A suspeita sobre Ciro não poderia ter vindo em pior hora para o presidenciável. Embora nenhuma acusação formal tenha sido feita ainda, a investigação criou um novo problema sério para uma campanha que já dava sinais crescentes de descompasso. O seu espaço no centro político ficou menor nos últimos dias com o lançamento das pré-candidaturas de Sergio Moro (Podemos), João Doria (PSDB), Simone Tebet (MDB) e Rodrigo Pacheco (PSD), além do casamento formal de Bolsonaro com os partidos do Centrão. Para completar o isolamento de Ciro e reduzir as suas poucas chances de viabilizar alianças, a movimentação de Lula tem esvaziado também as suas possibilidades à esquerda. Um dos últimos revezes foi a decisão de dezoito diretórios do PSB na semana passada de dar aval à criação de uma federação com o PT — o novo modelo eleitoral obriga a uma aliança nacional por no mínimo quatro anos. Quando começou a campanha, Ciro sonhava com uma aliança de centro-esquerda com o PSB, o PV e a Rede, mas os dois primeiros já estão próximos de Lula.
Se não bastasse, o candidato, que está em campanha ao menos desde 2020, enfrenta um viés de baixa nas pesquisas de intenção de voto. Depois de ter ficado em torno de 10% por um bom tempo e parecer ter se consolidado como o primeiro nome atrás da dupla Bolsonaro-Lula, ele agora gravita em torno de metade disso. No PDT, embora a candidatura seja vista como “irrevogável”, há a preocupação entre os candidatos a deputados de precisarem defender um nome estagnado, enquanto os seus adversários poderiam se atrelar à imagem de Lula, que ostentou 48% na pesquisa Ipec divulgada na terça-feira 14. A preocupação faz sentido porque dois candidatos a governador pelo PDT — Weverton Rocha (Maranhão) e Rodrigo Neves (Rio de Janeiro) — já anunciaram que abrirão seus palanques ao petista. Alguns parlamentares temem até que o partido saia menor da eleição (a bancada tem 25 deputados).

# DADOS REGISTRADOS
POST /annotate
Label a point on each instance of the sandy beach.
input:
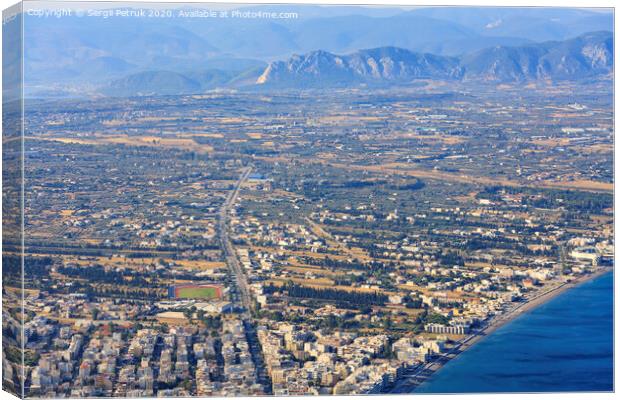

# TAREFA A REALIZAR
Responda às perguntas abaixo com base no texto sobre a campanha de Ciro.
(a) Quantos diretórios do PSB deram aval à criação de uma federação com o PT?
(b) Que percentual Lula ostentou na pesquisa Ipec divulgada na terça-feira 14?
(c) Quantos deputados compõem a bancada do PDT?

# SOLUÇÃO DO PROBLEMA
(a) Dezoito diretórios.
(b) 48%.
(c) 25 deputados.